* Directions
What is the number of lines in the entries that contain "rough"? Reply with that number only.

* Given entries
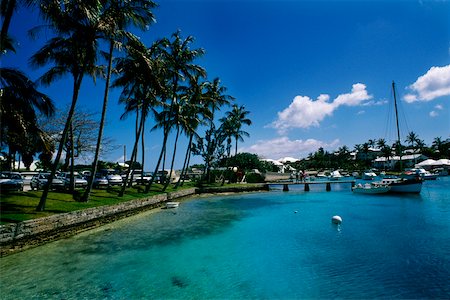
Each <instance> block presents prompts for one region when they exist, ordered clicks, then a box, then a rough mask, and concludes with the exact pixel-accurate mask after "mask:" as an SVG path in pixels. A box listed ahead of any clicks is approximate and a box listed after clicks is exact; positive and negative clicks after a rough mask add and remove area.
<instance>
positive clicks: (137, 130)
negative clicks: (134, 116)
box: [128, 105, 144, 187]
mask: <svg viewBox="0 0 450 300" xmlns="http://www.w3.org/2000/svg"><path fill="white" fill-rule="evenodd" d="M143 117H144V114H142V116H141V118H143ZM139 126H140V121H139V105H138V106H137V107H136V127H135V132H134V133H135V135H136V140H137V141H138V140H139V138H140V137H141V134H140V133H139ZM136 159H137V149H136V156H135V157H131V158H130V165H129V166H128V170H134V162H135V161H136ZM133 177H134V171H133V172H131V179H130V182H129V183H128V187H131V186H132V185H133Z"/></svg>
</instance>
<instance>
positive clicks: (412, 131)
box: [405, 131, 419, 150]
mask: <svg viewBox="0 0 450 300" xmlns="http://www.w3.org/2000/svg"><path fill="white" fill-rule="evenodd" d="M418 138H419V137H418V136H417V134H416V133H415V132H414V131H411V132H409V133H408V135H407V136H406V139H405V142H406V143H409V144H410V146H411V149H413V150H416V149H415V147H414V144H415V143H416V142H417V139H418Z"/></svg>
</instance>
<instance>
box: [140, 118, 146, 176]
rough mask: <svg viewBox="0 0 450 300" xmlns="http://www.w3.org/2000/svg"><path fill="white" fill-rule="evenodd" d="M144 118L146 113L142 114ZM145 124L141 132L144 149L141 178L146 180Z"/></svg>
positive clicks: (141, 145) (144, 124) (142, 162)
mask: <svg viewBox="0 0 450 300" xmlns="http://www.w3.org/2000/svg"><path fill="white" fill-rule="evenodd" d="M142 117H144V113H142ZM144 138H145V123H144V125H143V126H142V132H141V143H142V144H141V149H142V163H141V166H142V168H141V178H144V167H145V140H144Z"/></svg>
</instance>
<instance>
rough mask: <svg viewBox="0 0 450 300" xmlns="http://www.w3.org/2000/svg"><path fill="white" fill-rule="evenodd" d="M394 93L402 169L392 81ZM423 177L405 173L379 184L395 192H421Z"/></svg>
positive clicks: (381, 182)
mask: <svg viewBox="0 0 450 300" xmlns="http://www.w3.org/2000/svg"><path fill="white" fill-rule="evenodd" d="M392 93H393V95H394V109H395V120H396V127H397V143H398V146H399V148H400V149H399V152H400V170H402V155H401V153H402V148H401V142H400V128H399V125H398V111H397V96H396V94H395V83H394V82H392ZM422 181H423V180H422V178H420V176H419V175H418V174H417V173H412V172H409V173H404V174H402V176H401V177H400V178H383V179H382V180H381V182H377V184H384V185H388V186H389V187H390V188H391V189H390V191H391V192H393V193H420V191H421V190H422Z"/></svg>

* Solved exercise
3